>> START Document segment
I’m sitting here thinking about these words that Jesus spoke to the Pharisees recorded in Matthew 23:25-26:
“What sorrow awaits you teachers of religious law and you Pharisees. Hypocrites! For you are so careful to clean the outside of the cup and the dish, but inside you are filthy—full of greed and self-indulgence! 26 You blind Pharisee! First wash the inside of the cup and the dish, and then the outside will become clean, too.
We put in an enormous effort into cleaning the outside of the cup. What I mean by this is that our energy is largely spent on trying to get the external aspects of our life right. We want a good job, good relationship, healthy finances, nice home and more. Of course we do! All of those things serve to make life happier and more comfortable. The problem comes when it doesn’t work. We so often find that external solutions can’t fix internal problems. We see this in the bible also.
-Being tall, talented and terrific didn’t stop Saul from becoming a bad king
-The building of the temple didn’t stop Israel’s issues with idolatry.
>> END Document segment
>> START Extracted entries
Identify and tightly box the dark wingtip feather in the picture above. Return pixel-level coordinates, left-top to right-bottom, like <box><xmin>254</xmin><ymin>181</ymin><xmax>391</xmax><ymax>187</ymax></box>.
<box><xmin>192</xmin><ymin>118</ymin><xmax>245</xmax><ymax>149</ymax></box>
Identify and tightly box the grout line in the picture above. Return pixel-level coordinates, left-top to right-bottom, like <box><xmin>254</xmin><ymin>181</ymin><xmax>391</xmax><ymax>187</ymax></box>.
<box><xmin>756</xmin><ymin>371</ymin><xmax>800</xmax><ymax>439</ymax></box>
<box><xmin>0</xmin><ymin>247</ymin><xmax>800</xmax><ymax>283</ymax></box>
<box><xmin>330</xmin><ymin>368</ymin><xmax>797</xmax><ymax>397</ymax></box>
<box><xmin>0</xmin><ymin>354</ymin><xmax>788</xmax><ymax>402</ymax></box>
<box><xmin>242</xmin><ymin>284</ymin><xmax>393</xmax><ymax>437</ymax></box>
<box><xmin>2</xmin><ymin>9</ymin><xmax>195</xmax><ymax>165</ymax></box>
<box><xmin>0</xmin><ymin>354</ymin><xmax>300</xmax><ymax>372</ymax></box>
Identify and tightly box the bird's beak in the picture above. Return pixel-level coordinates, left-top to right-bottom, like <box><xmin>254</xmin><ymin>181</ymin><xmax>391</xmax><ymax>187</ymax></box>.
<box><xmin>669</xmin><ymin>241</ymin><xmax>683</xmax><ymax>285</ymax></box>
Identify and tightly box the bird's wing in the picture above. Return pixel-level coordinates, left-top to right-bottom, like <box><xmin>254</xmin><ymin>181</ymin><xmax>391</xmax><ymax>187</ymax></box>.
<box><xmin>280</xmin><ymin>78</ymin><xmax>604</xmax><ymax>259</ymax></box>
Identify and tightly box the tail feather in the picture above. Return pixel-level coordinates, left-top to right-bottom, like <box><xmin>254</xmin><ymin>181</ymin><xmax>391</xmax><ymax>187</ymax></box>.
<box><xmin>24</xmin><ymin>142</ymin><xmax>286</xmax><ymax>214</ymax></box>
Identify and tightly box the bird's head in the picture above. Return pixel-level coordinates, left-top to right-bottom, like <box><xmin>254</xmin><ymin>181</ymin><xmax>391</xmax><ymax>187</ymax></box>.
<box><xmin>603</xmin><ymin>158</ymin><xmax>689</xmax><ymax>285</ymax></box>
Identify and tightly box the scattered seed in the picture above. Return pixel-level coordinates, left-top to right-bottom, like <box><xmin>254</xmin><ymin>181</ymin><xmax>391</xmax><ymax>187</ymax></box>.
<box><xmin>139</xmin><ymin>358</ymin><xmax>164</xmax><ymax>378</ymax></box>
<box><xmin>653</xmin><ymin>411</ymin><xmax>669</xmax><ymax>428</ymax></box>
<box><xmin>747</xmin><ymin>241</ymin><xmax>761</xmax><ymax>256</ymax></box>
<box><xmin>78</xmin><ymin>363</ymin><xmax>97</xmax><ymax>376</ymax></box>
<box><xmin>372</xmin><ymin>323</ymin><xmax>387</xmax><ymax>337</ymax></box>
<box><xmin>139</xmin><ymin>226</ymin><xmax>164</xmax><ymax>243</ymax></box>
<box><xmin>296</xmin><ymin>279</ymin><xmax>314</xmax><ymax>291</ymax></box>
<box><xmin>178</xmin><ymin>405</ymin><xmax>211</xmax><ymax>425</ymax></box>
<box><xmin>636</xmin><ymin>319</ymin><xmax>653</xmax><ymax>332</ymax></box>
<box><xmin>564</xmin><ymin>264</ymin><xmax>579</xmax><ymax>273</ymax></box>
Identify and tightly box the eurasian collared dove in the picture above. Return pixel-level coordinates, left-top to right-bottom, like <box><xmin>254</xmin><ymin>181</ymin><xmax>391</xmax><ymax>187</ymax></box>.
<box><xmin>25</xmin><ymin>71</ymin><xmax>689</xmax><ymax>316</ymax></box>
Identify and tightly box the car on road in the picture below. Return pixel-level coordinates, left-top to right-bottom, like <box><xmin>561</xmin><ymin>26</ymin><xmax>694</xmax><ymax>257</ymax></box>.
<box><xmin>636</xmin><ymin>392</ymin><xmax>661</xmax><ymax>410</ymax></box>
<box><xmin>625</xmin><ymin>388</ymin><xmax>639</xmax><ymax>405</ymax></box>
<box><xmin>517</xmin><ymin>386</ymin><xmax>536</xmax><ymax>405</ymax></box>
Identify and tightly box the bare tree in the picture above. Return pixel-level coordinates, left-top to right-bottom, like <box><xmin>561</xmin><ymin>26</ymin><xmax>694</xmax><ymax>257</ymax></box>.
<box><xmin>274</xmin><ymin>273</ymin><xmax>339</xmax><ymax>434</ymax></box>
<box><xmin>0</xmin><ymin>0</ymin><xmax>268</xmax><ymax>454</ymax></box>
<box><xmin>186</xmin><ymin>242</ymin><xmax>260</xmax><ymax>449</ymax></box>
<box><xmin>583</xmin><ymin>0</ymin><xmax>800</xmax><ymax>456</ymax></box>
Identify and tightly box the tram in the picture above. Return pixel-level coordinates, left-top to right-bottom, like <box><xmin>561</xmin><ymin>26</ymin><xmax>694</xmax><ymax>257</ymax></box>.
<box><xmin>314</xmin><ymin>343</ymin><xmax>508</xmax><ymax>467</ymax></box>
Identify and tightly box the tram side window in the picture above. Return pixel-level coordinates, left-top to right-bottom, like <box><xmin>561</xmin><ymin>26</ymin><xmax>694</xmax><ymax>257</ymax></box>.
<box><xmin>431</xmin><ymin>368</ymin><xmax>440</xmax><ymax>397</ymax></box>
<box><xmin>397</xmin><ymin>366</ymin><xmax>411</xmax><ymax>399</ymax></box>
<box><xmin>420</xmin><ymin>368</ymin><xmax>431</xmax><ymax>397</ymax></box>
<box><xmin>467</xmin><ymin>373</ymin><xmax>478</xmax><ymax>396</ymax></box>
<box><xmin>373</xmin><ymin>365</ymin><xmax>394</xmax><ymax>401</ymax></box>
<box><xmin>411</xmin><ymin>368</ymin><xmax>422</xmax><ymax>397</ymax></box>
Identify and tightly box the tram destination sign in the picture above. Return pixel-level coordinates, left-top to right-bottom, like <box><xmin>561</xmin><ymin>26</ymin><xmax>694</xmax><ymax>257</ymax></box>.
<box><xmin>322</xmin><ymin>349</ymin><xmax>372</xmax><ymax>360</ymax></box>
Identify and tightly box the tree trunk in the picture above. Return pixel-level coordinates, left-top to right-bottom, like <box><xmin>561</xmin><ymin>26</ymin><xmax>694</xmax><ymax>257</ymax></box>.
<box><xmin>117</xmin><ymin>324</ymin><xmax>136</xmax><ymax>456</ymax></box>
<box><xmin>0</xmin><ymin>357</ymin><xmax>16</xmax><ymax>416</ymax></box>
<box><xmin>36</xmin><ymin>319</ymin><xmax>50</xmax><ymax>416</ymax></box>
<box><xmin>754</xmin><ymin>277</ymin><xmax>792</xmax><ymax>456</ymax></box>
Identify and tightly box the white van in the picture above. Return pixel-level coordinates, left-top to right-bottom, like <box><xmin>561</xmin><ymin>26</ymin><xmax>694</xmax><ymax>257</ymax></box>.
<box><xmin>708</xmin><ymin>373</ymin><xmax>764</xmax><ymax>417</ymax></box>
>> END Extracted entries
Job A: In the reflection on Matthew 23:25-26, what does the writer say most of our energy is spent on?
Job B: Carry on the reflection on Matthew 23:25-26 from the point where it ends.

Task output A: Trying to get the external aspects of our life right.

Task output B:
-Being a prophet didn’t stop Jonah from being angry with God for being too merciful
-Statements of repentance didn’t stop the Babylonians invading Israel and the temple being destroyed
-Peter’s statements of faith didn’t stop him denying Jesus when the pressure came on.
-The spiritual gifts of the Corinthian church didn’t stop them becoming spiritually corrupt
For the Pharisees they didn’t want to be ‘Godly’ as much as they wanted to be seen being ‘Godly.’ Their actions were more about reputation and status than they were about knowing God and making him known. The reality is that we all have mixed motives. Our ego gets in the way often but there’s a deeper motive that’s also at work. This is the motive that stems from us being made in the image of God and of having eternity set in our hearts. This means that the only way to live from our deeper motives is to continually bring our egos to the cross of Christ and die to them there. Dying and rising is not a once and for all event. It is a rhythm of life, an ongoing process and a never-ending prayer.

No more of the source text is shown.